Written exercise: You are to retype all of the data exactly as it appears.
===== Data for the task =====
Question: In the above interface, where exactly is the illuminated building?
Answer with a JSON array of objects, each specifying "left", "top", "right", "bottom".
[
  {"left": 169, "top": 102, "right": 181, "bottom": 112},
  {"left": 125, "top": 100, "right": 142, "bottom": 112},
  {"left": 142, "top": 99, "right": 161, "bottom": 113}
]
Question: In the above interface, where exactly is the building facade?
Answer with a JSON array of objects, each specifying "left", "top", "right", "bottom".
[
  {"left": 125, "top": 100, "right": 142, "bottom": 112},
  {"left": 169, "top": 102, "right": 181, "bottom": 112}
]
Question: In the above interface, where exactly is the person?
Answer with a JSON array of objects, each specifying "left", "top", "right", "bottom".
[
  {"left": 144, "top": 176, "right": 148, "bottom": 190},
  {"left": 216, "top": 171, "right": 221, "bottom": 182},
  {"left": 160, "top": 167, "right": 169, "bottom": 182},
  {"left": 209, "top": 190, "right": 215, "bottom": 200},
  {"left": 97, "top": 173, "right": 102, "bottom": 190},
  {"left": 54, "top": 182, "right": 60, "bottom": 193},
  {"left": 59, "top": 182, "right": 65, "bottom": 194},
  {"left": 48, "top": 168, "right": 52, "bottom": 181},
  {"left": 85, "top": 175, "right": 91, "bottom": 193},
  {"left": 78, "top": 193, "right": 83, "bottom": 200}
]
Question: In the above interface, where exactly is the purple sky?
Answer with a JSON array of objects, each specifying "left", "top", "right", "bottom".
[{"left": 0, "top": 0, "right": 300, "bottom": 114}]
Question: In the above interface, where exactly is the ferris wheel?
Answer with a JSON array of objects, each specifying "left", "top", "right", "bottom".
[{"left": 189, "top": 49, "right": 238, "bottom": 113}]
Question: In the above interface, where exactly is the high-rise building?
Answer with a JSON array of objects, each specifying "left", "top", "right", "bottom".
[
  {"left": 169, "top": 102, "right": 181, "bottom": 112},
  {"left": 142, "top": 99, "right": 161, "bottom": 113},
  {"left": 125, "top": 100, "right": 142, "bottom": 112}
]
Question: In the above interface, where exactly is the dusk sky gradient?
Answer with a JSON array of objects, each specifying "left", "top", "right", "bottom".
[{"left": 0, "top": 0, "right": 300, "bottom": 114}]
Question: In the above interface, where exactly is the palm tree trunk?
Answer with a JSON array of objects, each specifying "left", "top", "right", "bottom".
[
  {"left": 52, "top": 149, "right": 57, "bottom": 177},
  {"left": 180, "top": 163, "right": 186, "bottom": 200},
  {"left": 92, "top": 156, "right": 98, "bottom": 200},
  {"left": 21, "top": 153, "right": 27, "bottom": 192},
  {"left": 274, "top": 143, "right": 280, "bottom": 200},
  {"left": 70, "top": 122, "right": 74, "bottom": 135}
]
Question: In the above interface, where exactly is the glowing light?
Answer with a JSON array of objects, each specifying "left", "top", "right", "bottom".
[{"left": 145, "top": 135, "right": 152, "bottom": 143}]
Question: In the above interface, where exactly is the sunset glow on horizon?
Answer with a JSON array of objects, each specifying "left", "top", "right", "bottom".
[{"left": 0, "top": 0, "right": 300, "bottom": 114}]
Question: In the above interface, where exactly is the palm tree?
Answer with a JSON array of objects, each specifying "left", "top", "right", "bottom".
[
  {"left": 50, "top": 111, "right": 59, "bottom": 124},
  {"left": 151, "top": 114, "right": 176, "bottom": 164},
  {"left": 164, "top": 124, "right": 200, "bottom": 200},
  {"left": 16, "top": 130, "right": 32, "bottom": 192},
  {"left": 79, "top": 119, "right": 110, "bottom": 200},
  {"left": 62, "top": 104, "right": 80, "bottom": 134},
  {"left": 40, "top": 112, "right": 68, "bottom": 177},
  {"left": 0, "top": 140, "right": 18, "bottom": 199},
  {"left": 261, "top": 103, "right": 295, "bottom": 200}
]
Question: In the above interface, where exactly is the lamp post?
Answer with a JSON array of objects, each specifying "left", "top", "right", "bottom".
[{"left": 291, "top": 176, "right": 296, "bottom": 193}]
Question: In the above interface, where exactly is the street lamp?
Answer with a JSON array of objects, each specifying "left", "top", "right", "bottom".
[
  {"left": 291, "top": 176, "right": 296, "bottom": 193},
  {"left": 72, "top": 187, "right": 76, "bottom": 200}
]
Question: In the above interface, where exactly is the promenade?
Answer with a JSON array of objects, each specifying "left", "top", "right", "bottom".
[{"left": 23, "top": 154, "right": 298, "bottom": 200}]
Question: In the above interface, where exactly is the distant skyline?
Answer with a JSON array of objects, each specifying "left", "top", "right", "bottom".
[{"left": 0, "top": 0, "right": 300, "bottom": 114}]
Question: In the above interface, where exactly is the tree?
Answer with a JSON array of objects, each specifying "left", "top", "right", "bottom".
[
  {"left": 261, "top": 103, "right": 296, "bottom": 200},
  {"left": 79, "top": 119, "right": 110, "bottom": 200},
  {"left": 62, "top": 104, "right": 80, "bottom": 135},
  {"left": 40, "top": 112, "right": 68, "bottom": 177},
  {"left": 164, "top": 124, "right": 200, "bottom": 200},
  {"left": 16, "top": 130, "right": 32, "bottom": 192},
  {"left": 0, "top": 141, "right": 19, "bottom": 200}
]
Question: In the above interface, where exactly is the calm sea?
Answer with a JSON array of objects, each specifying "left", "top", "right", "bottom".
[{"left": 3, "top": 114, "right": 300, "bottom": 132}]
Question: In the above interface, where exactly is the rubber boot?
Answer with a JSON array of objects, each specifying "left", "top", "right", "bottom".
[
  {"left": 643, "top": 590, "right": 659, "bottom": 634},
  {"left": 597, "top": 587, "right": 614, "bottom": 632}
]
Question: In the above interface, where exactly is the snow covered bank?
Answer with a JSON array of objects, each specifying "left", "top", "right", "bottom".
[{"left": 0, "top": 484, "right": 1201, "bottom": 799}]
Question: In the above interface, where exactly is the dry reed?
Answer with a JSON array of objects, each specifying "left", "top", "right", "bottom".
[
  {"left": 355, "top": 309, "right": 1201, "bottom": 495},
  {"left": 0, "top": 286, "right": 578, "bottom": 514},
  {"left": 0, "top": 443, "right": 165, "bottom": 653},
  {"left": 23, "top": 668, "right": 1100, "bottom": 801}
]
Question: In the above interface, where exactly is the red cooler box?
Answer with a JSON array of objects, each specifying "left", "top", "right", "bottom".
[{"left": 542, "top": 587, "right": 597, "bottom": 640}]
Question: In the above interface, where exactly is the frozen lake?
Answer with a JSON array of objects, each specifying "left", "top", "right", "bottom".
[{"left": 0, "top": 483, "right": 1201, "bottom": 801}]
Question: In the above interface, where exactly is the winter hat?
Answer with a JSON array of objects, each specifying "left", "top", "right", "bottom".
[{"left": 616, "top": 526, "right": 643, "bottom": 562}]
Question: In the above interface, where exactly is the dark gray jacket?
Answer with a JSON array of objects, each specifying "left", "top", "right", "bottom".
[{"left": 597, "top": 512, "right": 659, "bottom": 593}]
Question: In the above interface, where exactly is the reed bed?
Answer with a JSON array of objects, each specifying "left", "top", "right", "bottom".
=====
Solution to this problem:
Question: In the above interface, where exactly is the illuminated building?
Answer with a JSON array of objects, each specifying "left", "top", "right", "bottom".
[
  {"left": 169, "top": 102, "right": 181, "bottom": 112},
  {"left": 125, "top": 100, "right": 142, "bottom": 112},
  {"left": 142, "top": 99, "right": 161, "bottom": 113}
]
Question: In the above interface, where exactly is the building facade?
Answer with a JSON array of objects, each specifying "left", "top", "right", "bottom".
[
  {"left": 125, "top": 100, "right": 142, "bottom": 112},
  {"left": 169, "top": 102, "right": 181, "bottom": 112}
]
Question: In the above interface, where exactly is the person?
Answer with a JSON array of objects, each specifying "left", "top", "right", "bottom".
[
  {"left": 144, "top": 176, "right": 148, "bottom": 190},
  {"left": 216, "top": 171, "right": 221, "bottom": 182},
  {"left": 160, "top": 167, "right": 169, "bottom": 182},
  {"left": 209, "top": 190, "right": 215, "bottom": 200},
  {"left": 97, "top": 173, "right": 102, "bottom": 190},
  {"left": 54, "top": 182, "right": 60, "bottom": 193},
  {"left": 59, "top": 182, "right": 65, "bottom": 194},
  {"left": 48, "top": 168, "right": 52, "bottom": 181},
  {"left": 85, "top": 175, "right": 91, "bottom": 193},
  {"left": 78, "top": 193, "right": 83, "bottom": 200}
]
Question: In the above interface, where exactly is the purple sky?
Answer with a JSON array of objects, each specifying "left", "top", "right", "bottom".
[{"left": 0, "top": 0, "right": 300, "bottom": 114}]
Question: In the above interface, where exactly is the ferris wheel?
Answer with a JSON array of objects, each specifying "left", "top", "right", "bottom".
[{"left": 189, "top": 49, "right": 238, "bottom": 113}]
Question: In the above interface, where exactly is the high-rise building?
Answer with a JSON array of objects, each specifying "left", "top", "right", "bottom".
[
  {"left": 169, "top": 102, "right": 181, "bottom": 112},
  {"left": 142, "top": 99, "right": 161, "bottom": 113},
  {"left": 125, "top": 100, "right": 142, "bottom": 112}
]
Question: In the above interface, where exactly is the dusk sky gradient?
Answer with a JSON array of objects, each specifying "left", "top", "right", "bottom".
[{"left": 0, "top": 0, "right": 300, "bottom": 114}]
Question: In the above interface, where exactly is the palm tree trunk?
Answer with a JSON array of objects, each specifying "left", "top", "right", "bottom".
[
  {"left": 52, "top": 149, "right": 57, "bottom": 177},
  {"left": 180, "top": 163, "right": 186, "bottom": 200},
  {"left": 92, "top": 156, "right": 98, "bottom": 200},
  {"left": 21, "top": 153, "right": 27, "bottom": 192},
  {"left": 274, "top": 143, "right": 280, "bottom": 200},
  {"left": 70, "top": 122, "right": 74, "bottom": 135}
]
Question: In the above interface, where exactly is the glowing light?
Answer with a JSON array of objects, each specifying "left", "top", "right", "bottom".
[{"left": 145, "top": 135, "right": 152, "bottom": 143}]
Question: In the above interface, where exactly is the sunset glow on horizon?
Answer with a JSON array of objects, each specifying "left", "top", "right", "bottom".
[{"left": 0, "top": 0, "right": 300, "bottom": 114}]
Question: In the above interface, where exactly is the palm tree?
Answer with a JSON array of objects, each specifying "left", "top", "right", "bottom".
[
  {"left": 50, "top": 111, "right": 59, "bottom": 124},
  {"left": 151, "top": 114, "right": 176, "bottom": 164},
  {"left": 164, "top": 124, "right": 200, "bottom": 200},
  {"left": 16, "top": 130, "right": 32, "bottom": 192},
  {"left": 79, "top": 119, "right": 110, "bottom": 200},
  {"left": 62, "top": 104, "right": 80, "bottom": 134},
  {"left": 40, "top": 112, "right": 68, "bottom": 177},
  {"left": 0, "top": 140, "right": 18, "bottom": 199},
  {"left": 261, "top": 103, "right": 295, "bottom": 200}
]
Question: In the above interface, where exactly is the lamp post?
Answer with a JSON array of objects, each specifying "left", "top", "right", "bottom".
[{"left": 291, "top": 176, "right": 296, "bottom": 193}]
Question: In the above interface, where exactly is the street lamp?
Answer with a JSON array of objects, each specifying "left", "top", "right", "bottom".
[
  {"left": 291, "top": 176, "right": 296, "bottom": 193},
  {"left": 72, "top": 187, "right": 76, "bottom": 200}
]
Question: In the above interface, where exactly is the promenade?
Answer with a JSON array of objects, each specifying "left", "top", "right", "bottom".
[{"left": 23, "top": 154, "right": 298, "bottom": 200}]
Question: In the above interface, where exactly is the distant skyline?
Answer with a JSON array of objects, each specifying "left", "top", "right", "bottom".
[{"left": 0, "top": 0, "right": 300, "bottom": 114}]
Question: In the above interface, where exactly is the tree?
Answer with a JSON array of objects, each specifying "left", "top", "right", "bottom".
[
  {"left": 261, "top": 103, "right": 296, "bottom": 200},
  {"left": 79, "top": 119, "right": 110, "bottom": 200},
  {"left": 62, "top": 104, "right": 80, "bottom": 135},
  {"left": 40, "top": 112, "right": 68, "bottom": 177},
  {"left": 164, "top": 124, "right": 200, "bottom": 200},
  {"left": 16, "top": 130, "right": 32, "bottom": 192},
  {"left": 0, "top": 141, "right": 19, "bottom": 200}
]
Question: In the above interface, where exactly is the calm sea?
Answer with a JSON array of objects, each specifying "left", "top", "right", "bottom".
[{"left": 3, "top": 114, "right": 300, "bottom": 132}]
Question: In the above interface, where exactly is the rubber boot?
Answer with a JSON array of objects, each specifying "left", "top", "right", "bottom".
[
  {"left": 643, "top": 590, "right": 659, "bottom": 634},
  {"left": 597, "top": 587, "right": 614, "bottom": 632}
]
Question: In the above interface, where exactly is the snow covered bank?
Answer with a JSON array of objects, each specifying "left", "top", "right", "bottom".
[{"left": 0, "top": 484, "right": 1201, "bottom": 799}]
Question: In the above interface, where exactly is the dry reed?
Answer with a JSON array of objects, each specifying "left", "top", "right", "bottom".
[
  {"left": 355, "top": 309, "right": 1201, "bottom": 495},
  {"left": 0, "top": 286, "right": 578, "bottom": 514},
  {"left": 0, "top": 443, "right": 165, "bottom": 653},
  {"left": 23, "top": 668, "right": 1100, "bottom": 801}
]
Question: In the above interface, where exactly is the red cooler box?
Answer with a JSON array of objects, each specifying "left", "top", "right", "bottom".
[{"left": 542, "top": 587, "right": 597, "bottom": 640}]
Question: In the above interface, where exactly is the frozen lake?
Answer with a JSON array of objects, each specifying "left", "top", "right", "bottom".
[{"left": 0, "top": 483, "right": 1201, "bottom": 801}]
Question: In the above interface, where exactly is the winter hat?
Answer with a JSON array of objects, each specifying "left", "top", "right", "bottom".
[{"left": 616, "top": 526, "right": 643, "bottom": 562}]
Question: In the above interface, where exactly is the dark gray jacket?
Answer with a JSON array of objects, each specifying "left", "top", "right", "bottom".
[{"left": 597, "top": 512, "right": 659, "bottom": 593}]
Question: In the above interface, where exactly is the reed bed?
Answer with a JSON array of objects, each specifying "left", "top", "right", "bottom".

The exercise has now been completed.